(Items from a dataset)
........

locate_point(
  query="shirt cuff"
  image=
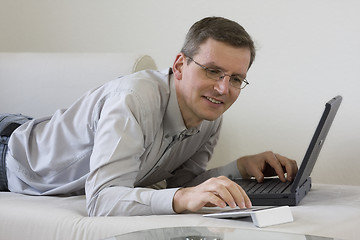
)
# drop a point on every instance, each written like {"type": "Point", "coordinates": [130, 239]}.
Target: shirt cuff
{"type": "Point", "coordinates": [162, 201]}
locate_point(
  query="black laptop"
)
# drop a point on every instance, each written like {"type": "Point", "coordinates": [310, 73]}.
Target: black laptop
{"type": "Point", "coordinates": [273, 192]}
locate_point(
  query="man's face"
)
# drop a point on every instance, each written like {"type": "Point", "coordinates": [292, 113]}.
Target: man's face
{"type": "Point", "coordinates": [199, 97]}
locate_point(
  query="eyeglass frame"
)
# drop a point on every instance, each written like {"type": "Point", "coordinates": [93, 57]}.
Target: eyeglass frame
{"type": "Point", "coordinates": [207, 70]}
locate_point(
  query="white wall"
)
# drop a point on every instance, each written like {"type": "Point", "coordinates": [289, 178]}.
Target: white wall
{"type": "Point", "coordinates": [308, 52]}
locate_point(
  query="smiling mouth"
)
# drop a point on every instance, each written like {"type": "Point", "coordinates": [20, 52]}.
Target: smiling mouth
{"type": "Point", "coordinates": [213, 100]}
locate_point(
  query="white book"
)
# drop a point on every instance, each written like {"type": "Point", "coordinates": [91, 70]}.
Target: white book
{"type": "Point", "coordinates": [261, 216]}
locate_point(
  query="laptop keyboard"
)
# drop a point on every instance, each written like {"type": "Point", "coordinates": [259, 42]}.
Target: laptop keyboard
{"type": "Point", "coordinates": [272, 185]}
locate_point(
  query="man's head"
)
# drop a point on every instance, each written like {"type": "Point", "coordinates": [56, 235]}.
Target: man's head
{"type": "Point", "coordinates": [219, 29]}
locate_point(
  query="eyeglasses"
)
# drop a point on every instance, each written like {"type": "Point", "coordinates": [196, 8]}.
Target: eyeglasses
{"type": "Point", "coordinates": [236, 81]}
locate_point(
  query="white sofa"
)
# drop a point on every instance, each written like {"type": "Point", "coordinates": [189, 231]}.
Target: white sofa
{"type": "Point", "coordinates": [38, 83]}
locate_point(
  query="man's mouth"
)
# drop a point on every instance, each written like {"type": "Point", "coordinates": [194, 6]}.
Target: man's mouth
{"type": "Point", "coordinates": [213, 100]}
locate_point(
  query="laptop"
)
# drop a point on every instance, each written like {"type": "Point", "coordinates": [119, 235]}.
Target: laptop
{"type": "Point", "coordinates": [273, 192]}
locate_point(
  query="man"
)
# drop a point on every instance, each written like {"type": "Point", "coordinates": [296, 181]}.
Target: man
{"type": "Point", "coordinates": [148, 129]}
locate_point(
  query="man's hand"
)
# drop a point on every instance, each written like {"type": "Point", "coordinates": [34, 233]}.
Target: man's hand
{"type": "Point", "coordinates": [213, 192]}
{"type": "Point", "coordinates": [267, 164]}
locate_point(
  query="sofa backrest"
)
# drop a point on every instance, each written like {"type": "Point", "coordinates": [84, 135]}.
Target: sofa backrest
{"type": "Point", "coordinates": [37, 84]}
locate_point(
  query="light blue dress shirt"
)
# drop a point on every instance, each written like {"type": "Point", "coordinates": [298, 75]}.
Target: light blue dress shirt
{"type": "Point", "coordinates": [113, 143]}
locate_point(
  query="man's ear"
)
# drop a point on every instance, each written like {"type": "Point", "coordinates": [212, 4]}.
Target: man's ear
{"type": "Point", "coordinates": [178, 65]}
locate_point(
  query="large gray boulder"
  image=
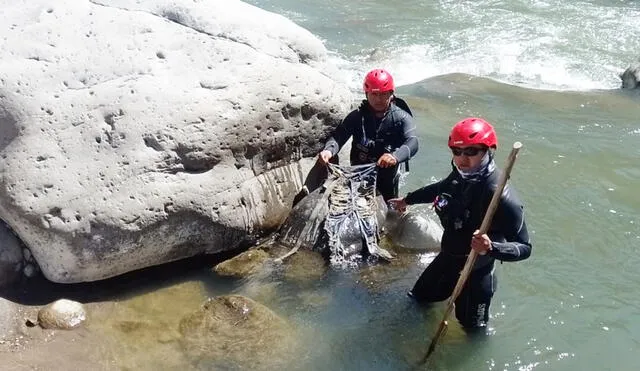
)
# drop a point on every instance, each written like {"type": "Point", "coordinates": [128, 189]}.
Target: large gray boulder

........

● TASK OBJECTIVE: Pull out every line of the records above that contains the word "boulder".

● WRITTEN SOLUTION:
  query="large gray boulder"
Target: large gray boulder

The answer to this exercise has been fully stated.